* [Task directions]: Convert everything in the records below, from the line containing "Target: wrist" down to the very end, into a JSON list of strings with one string per line, leaving out blank lines.

* [Given data]:
● ● ● ● ●

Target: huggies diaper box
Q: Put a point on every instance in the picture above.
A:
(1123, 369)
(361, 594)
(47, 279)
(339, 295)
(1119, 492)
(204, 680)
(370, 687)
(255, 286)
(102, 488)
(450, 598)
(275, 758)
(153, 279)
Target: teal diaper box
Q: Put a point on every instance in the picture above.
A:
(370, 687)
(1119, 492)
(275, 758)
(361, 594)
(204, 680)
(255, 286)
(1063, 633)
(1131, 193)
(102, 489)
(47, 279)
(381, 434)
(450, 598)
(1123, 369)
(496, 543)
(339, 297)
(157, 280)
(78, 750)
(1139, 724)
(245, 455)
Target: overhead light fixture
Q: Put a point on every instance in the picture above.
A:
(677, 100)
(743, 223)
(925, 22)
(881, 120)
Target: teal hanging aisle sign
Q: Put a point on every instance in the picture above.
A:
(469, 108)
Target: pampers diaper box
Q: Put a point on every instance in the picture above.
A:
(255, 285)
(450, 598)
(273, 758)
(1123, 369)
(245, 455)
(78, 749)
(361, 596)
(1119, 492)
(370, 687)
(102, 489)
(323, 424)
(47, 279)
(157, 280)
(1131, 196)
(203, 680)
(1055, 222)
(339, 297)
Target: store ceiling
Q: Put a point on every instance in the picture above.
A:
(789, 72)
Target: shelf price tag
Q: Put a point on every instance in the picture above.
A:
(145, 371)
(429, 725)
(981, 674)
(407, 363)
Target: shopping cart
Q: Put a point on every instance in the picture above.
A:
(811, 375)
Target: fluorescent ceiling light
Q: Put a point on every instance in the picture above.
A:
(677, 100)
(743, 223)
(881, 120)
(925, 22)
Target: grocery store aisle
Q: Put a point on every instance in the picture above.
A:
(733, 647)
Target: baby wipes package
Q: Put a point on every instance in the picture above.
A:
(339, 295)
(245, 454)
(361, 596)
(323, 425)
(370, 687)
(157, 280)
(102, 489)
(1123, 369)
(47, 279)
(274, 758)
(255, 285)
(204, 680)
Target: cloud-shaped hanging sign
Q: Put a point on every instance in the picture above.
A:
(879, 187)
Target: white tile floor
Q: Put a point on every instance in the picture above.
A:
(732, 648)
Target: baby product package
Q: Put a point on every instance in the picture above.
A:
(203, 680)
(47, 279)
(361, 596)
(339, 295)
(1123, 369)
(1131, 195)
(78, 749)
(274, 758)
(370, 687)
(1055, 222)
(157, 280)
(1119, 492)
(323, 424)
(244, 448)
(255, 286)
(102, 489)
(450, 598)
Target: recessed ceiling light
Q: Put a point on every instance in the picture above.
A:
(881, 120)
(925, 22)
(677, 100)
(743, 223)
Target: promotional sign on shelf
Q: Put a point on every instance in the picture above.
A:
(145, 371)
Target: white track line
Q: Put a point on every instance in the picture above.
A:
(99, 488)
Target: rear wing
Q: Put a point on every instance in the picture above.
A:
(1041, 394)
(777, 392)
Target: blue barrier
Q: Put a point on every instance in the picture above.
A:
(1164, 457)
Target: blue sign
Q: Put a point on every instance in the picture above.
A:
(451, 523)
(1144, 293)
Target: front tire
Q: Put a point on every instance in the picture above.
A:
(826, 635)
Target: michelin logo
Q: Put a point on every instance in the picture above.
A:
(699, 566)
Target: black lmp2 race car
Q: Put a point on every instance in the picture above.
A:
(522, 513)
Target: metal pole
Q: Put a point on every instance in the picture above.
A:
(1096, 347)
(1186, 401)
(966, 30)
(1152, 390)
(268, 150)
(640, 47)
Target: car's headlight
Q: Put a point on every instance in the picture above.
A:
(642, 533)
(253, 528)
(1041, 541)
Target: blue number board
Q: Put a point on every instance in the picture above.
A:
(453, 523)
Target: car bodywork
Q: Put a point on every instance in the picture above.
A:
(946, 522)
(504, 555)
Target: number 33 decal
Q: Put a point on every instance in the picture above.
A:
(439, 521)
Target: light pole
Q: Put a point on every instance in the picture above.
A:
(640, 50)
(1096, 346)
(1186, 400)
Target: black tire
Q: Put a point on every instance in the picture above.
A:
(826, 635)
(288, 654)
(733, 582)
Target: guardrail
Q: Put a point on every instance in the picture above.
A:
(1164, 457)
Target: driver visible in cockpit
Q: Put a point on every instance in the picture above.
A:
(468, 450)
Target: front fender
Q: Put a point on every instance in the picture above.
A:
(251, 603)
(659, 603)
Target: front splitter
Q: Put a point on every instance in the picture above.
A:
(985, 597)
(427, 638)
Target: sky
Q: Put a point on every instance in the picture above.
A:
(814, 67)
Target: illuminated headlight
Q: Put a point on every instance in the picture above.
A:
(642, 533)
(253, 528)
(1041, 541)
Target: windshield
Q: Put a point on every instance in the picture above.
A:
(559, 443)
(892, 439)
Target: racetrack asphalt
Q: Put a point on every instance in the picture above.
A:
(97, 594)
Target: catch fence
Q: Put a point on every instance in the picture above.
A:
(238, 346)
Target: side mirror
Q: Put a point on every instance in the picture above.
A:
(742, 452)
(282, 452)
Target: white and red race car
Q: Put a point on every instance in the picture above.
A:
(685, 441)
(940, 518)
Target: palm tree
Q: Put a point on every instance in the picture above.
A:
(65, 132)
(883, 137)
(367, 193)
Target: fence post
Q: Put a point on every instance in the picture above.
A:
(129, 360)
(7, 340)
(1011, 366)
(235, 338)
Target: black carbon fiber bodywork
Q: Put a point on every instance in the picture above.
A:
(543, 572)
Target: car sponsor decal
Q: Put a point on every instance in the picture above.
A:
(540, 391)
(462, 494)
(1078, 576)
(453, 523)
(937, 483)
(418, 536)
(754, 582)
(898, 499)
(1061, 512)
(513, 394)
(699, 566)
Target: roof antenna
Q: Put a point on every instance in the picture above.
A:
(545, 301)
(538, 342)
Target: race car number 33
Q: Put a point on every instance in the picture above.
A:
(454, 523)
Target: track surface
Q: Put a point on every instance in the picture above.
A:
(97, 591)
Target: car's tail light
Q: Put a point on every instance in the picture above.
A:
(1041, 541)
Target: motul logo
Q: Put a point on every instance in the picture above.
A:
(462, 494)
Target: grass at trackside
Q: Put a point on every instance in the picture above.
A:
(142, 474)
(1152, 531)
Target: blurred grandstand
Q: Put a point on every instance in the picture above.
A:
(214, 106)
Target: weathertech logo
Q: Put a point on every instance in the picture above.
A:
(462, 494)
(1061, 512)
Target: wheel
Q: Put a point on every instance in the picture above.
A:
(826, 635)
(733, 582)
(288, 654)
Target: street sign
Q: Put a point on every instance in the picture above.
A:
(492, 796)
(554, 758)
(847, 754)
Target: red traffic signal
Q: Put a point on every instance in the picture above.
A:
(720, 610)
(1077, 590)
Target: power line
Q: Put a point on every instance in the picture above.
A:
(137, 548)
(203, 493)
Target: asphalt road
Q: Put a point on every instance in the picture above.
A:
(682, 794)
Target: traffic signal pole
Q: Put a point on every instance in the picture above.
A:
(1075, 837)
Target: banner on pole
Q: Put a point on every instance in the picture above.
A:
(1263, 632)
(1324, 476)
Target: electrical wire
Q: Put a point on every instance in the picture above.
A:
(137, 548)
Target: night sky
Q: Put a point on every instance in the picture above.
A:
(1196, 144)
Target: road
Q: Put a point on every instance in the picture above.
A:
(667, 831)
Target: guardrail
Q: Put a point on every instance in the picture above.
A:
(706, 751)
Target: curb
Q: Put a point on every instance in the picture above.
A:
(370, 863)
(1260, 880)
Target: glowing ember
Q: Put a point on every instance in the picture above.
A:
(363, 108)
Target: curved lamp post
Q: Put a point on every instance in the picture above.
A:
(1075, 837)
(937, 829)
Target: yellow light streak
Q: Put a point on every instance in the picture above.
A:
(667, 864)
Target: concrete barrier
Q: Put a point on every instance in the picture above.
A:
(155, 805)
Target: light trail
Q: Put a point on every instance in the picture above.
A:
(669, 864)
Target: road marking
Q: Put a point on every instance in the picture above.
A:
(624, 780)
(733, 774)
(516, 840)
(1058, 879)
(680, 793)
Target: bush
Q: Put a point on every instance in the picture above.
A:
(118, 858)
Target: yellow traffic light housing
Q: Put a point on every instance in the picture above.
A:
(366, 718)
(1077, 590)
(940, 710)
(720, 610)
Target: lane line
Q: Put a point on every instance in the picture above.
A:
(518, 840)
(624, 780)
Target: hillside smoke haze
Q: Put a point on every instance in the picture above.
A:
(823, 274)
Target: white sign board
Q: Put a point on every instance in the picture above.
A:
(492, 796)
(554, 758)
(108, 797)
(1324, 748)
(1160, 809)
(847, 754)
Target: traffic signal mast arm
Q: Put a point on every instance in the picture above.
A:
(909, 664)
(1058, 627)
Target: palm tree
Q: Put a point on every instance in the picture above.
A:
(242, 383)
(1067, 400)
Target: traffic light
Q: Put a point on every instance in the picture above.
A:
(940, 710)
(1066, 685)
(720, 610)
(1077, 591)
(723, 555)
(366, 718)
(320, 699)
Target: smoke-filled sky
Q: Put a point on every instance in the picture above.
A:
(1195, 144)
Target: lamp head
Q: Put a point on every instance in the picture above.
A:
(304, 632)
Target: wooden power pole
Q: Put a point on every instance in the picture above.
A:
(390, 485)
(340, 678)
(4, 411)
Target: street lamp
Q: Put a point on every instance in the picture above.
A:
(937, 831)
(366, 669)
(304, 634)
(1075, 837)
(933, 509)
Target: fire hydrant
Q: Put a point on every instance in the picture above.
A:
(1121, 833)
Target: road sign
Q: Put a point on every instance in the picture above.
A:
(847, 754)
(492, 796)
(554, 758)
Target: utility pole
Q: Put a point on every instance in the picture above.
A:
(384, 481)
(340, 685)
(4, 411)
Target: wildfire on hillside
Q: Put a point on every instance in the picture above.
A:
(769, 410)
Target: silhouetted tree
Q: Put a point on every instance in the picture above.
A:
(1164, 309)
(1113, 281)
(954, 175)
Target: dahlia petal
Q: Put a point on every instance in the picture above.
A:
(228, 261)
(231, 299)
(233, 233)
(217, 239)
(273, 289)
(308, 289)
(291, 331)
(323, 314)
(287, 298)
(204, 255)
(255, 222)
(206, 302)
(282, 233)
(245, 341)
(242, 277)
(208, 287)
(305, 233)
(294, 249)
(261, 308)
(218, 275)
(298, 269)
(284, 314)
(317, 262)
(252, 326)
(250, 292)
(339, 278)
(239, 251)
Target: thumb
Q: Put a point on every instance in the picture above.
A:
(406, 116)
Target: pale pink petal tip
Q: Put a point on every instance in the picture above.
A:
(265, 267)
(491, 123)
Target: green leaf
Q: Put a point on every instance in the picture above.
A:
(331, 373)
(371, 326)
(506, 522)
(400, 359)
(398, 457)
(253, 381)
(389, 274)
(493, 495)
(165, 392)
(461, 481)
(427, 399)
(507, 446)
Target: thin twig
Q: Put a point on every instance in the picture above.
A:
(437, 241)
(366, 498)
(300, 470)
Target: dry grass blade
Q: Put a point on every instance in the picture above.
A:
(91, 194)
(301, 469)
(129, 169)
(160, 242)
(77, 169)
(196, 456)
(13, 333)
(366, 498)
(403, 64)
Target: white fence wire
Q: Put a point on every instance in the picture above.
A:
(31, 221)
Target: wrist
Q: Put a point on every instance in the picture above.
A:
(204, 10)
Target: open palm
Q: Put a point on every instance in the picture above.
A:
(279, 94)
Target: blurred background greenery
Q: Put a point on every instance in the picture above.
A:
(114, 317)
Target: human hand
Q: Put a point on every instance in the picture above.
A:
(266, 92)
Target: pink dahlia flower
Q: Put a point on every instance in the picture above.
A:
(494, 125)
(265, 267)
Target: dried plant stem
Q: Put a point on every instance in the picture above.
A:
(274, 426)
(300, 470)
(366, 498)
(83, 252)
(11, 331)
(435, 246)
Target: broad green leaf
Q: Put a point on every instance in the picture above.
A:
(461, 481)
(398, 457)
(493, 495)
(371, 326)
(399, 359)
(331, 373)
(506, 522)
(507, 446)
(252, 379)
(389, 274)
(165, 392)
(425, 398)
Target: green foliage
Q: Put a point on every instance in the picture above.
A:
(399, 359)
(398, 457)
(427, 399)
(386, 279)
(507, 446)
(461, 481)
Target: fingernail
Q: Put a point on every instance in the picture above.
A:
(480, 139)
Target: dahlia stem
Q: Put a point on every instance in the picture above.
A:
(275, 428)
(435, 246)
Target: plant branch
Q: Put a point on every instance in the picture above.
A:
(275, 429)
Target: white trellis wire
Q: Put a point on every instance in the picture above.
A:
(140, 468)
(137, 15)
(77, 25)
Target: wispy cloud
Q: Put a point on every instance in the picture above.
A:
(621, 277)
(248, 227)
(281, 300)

● ● ● ● ●

* [The output]:
[
  "Target: wrist",
  "Q: Put a point on every instance in the picture above.",
  "A:",
  "(204, 10)",
  "Target: open palm",
  "Q: Put a point on every instance in the picture above.",
  "A:",
  "(279, 94)",
  "Target: blurred background greenery",
  "Q: Put a point on every instance in the picture above.",
  "A:",
  "(114, 317)",
  "Target: human hand",
  "Q: Put a point on every instance in the picture above.",
  "A:",
  "(266, 92)",
  "Target: pink dahlia flower",
  "Q: Put a point on every instance in the picture above.",
  "A:",
  "(494, 125)",
  "(265, 267)",
  "Target: dried plant stem",
  "Q: Put a point on every instance in the picture above.",
  "A:",
  "(274, 426)",
  "(300, 470)",
  "(366, 498)",
  "(83, 252)",
  "(11, 331)",
  "(435, 246)",
  "Target: broad green leaf",
  "Q: Put a point on every instance in the picture above.",
  "A:",
  "(461, 481)",
  "(398, 457)",
  "(493, 495)",
  "(371, 326)",
  "(399, 359)",
  "(331, 373)",
  "(506, 522)",
  "(507, 446)",
  "(252, 379)",
  "(389, 274)",
  "(165, 392)",
  "(425, 398)",
  "Target: green foliage",
  "Q: Put a point on every instance in the picture above.",
  "A:",
  "(399, 359)",
  "(398, 457)",
  "(427, 399)",
  "(386, 279)",
  "(507, 446)",
  "(461, 481)",
  "Target: fingernail",
  "Q: Put a point on every instance in the picture above.",
  "A:",
  "(480, 139)",
  "Target: dahlia stem",
  "Q: Put a point on every instance in the picture above.",
  "A:",
  "(275, 428)",
  "(435, 246)",
  "Target: plant branch",
  "Q: Put a point on every instance in the picture above.",
  "A:",
  "(275, 429)",
  "Target: white trellis wire",
  "Q: Put a point on every instance in the picture above.",
  "A:",
  "(140, 468)",
  "(137, 15)",
  "(77, 25)",
  "Target: wispy cloud",
  "Q: Put a point on every instance in the picture above.",
  "A:",
  "(621, 277)",
  "(248, 227)",
  "(281, 300)"
]